··· FRAGMENTO SELECCIONADO

En estos años publica Carmen Martín Gaite su novela más famosa, Entre visillos (1958), la cual se adscribe a un realismo social de tipo más intimista. En esta obra vemos un conjunto de personajes de vidas frustradas a través de la mirada de dos puntos de vista, uno más objetivo y otro más visceral. Por su parte, Ana María Matute publica también en 1958 su obra más ambiciosa, Los hijos muertos, ganadora del Premio de la Crítica y del Premio Nacional de Literatura. En ella, mediante la alternancia entre el presente y el recuerdo, se nos narra la tragedia de la Guerra Civil y sus consecuencias a través de dos generaciones. 

LOS AÑOS SESENTA Y LA NOVELA EXPERIMENTAL

Aunque hubo autores que continuaron cultivando el realismo social o incluso la novela existencial, la llegada de Tiempo de silencio de Luis Martín Santos en 1962 supuso el comienzo de una nueva etapa en la literatura española. El continuo proceso de aperturismo político había ido permitiendo por fin la llegada de nuevas técnicas literarias ensayadas en el extranjero desde hacía tiempo a través de la pluma de autores como Joyce, Faulkner, Dos Passos, Steinbeck o los escritores del Boom de la novela sudamericana. 

La innovación se apreciará principalmente en lo formal, afectando a todos los elementos de la novela. Se narran las historias en segunda persona, se rompe la linealidad temporal con retrospecciones y anticipaciones, así como por la simultaneidad de hechos que ocurren en tiempos diferentes, se prescinde del narrador omnisciente en pos de una pluralidad de voces, testimonios y testigos, abunda el estilo indirecto libre, el flujo de conciencia o el monólogo interior y se invita al lector a participar en la ficción, dejando huecos vacíos que deberá rellenar. 

Serán partícipes de este movimiento autores consagrados como Cela y Delibes. El primero publicará Vísperas, festividad y octava de San Camilo del año 1936 en Madrid (1969), cuya acción se enmarca en los días 17, 18 y 19 de julio de 1936, sirviéndose de tres niveles narrativos entremezclados: el de los enfrentamientos entre las tropas sublevadas y los habitantes de Madrid, el de la vida cotidiana de numerosos personajes al estilo de La colmena y el del narrador protagonista en segunda persona. Por su parte, Miguel Delibes aportará una de sus más célebres obras, Cinco horas con Mario (1966), en la que la protagonista mantiene un larguísimo diálogo (lógicamente unidireccional) con el cadáver de su marido que sirve para dejar su alma al desnudo y trazar un profundo retrato social.

······

#### [TAREAS POR REALIZAR]
**A)** Transcribe, por favor, el fragmento sobre la novela española entre "En estos años" y "de dos generaciones.", ambos incluidos.
**B)** Según el fragmento sobre la novela española, ¿qué premios obtuvo Los hijos muertos?
**C)** Prosigue el fragmento sobre la novela española desde su última oración.

··· DATOS ALMACENADOS

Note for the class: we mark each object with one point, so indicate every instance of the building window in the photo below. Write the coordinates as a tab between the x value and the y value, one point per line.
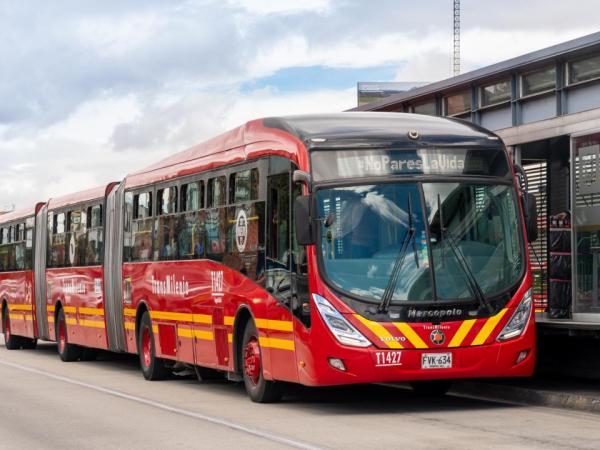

······

#### [RESPUESTAS]
**A)**
En estos años publica Carmen Martín Gaite su novela más famosa, Entre visillos (1958), la cual se adscribe a un realismo social de tipo más intimista. En esta obra vemos un conjunto de personajes de vidas frustradas a través de la mirada de dos puntos de vista, uno más objetivo y otro más visceral. Por su parte, Ana María Matute publica también en 1958 su obra más ambiciosa, Los hijos muertos, ganadora del Premio de la Crítica y del Premio Nacional de Literatura. En ella, mediante la alternancia entre el presente y el recuerdo, se nos narra la tragedia de la Guerra Civil y sus consecuencias a través de dos generaciones.

**B)** El Premio de la Crítica y el Premio Nacional de Literatura.

**C)**
Gonzalo Torrente Ballester realiza su aportación a la literatura experimental de modo más tardío, en 1972, con La saga/fuga de J.B. A pesar de llevar por entonces unos treinta años dedicándose a las letras, aquella fue la primera ocasión en que cosechó un notable éxito. En esta obra, el autor gallego logra una exitosa fusión de realidad y fantasía que ya había ensayado con menor fortuna en Don Juan (1963). Entre sus innovaciones se encuentra la de estar formada por tres capítulos de un solo párrafo cada uno, el presentar la acción sin seguir un orden cronológico o la alternancia entre el monólogo en primera persona del protagonista y un narrador impersonal. 

Un autor más joven pero también con cierta trayectoria que dejará su huella en esta etapa será Juan Goytisolo con su Señas de Identidad (1966), primera parte de la autobiográfica trilogía de Álvaro Mendiola. Con esta obra se propone desmitificar España y para ello se sirve de técnicas experimentales como la fragmentación del relato, el discurso caótico, el incumplimiento de las normas de puntuación o la combinación de voces narrativas, incluida la segunda persona. En una situación similar tenemos a José Manuel Caballero Bonald, que, con una considerable obra poética publicada, debuta como novelista en 1962 con Dos días de septiembre, una obra enmarcable dentro del ya moribundo realismo social. Sin embargo, de un modo también tardío, se sumará a la corriente experimental con Ágata ojo de gato (1974). Las innovaciones en esta obra se manifiestan en un uso anómalo del lenguaje y en la inserción de largos fragmentos en cursiva exentos de signos de puntuación.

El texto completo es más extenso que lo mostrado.